-- start READING PASSAGE --
In 2000, on average, “farmers spent 87 cents on operating expenses (not

counting depreciation) for every dollar received in gross farm

receipts,” reported Statistics Canada. That was up from 83 cents in

1995.

A breakdown by province is more revealing. Manitoba followed the

national average, rising to 87 cents from 83 cents. Alberta rose to 90

cents from 84 cents and British Columbia climbed to 91 cents from 90

cents. The biggest change was in Saskatchewan, where it rose to 85

cents from 77 cents.

Why such a squeeze?

In the last five years, Saskatchewan farmers have experienced a

whopping 27.2 percent drop in prices for their products, but the price

for inputs such as fertilizer and chemicals rose 8.5 percent.

Manitoba’s commodity prices dropped 11.9 percent and expenses rose nine

percent. Alberta’s prices fell seven percent and expenses rose 11.9

percent, while B.C. prices rose 7.8 percent but were offset by a 9.8

percent increase in expenses.

The Prime Minister’s Caucus Task Force on Future Opportunities in

Farming got this message several weeks ago. Its interim report said

“one of the biggest complaints we heard from farmers was the fact that

their costs have increased more quickly than have their profits. The

biggest concern in this area was the increased cost recovery fees

charged by government.”
-- end READING PASSAGE --
# GOAL
In the farm expenses passage above, why did Saskatchewan farmers face the sharpest squeeze? Answer in one to three sentences.
-- start SUPPLIED DATA --
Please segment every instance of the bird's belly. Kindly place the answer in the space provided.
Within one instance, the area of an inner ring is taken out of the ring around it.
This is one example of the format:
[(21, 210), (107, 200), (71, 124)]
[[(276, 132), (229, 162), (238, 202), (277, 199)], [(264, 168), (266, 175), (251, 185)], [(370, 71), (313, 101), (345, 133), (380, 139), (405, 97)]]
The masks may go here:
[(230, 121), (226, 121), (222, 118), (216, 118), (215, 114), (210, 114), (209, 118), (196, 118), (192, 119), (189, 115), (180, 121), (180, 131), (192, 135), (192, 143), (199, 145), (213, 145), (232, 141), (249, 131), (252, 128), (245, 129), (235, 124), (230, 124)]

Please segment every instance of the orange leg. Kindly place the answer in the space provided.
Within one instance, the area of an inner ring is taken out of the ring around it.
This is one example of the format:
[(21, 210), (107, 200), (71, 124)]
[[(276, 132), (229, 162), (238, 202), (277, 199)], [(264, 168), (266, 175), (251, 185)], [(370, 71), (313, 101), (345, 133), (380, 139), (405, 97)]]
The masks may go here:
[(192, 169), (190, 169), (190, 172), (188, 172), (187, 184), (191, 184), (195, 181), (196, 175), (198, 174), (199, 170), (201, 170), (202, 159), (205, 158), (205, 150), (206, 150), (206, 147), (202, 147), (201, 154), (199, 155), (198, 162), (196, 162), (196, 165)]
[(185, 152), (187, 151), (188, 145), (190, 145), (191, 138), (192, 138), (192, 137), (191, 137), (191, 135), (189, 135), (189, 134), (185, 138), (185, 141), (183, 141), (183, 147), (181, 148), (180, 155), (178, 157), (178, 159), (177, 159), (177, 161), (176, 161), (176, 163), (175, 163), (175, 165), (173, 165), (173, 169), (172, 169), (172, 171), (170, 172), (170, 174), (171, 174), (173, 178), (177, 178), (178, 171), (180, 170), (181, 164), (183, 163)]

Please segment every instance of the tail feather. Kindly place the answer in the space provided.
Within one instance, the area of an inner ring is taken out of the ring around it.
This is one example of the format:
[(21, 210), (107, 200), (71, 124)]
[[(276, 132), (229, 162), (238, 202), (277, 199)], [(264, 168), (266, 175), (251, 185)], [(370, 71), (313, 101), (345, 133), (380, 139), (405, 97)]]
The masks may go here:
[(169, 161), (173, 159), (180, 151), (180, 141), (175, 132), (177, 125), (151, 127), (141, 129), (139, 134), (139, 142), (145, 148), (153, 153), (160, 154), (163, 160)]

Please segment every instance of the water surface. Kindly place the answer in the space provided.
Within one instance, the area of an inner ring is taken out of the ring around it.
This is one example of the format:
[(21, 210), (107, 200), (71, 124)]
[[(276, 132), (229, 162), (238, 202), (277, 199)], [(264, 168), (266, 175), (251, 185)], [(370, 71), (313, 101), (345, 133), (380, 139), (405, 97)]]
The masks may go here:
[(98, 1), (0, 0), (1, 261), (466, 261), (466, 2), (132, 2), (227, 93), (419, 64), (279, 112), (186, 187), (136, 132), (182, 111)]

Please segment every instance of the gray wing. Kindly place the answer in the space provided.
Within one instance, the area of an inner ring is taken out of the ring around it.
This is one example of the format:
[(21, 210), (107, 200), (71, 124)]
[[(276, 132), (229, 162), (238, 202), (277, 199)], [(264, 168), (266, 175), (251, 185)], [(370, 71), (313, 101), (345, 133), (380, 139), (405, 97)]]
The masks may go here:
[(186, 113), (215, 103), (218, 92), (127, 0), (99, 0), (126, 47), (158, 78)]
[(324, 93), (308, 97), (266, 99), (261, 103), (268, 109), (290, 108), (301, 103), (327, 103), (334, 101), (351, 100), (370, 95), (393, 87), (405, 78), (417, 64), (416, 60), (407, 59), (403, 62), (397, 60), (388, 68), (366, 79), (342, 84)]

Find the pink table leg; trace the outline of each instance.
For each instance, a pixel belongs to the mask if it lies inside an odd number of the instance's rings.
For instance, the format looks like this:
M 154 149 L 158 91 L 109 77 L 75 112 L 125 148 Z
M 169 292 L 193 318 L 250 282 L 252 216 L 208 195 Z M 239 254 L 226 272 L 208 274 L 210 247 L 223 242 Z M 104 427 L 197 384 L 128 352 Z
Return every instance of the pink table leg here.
-- end SUPPLIED DATA --
# WRITTEN ANSWER
Over the last five years, prices for Saskatchewan farmers' products dropped 27.2 percent, while prices for inputs such as fertilizer and chemicals rose 8.5 percent. Their operating expenses therefore went from 77 cents to 85 cents for every dollar of gross farm receipts, the biggest change of any province listed.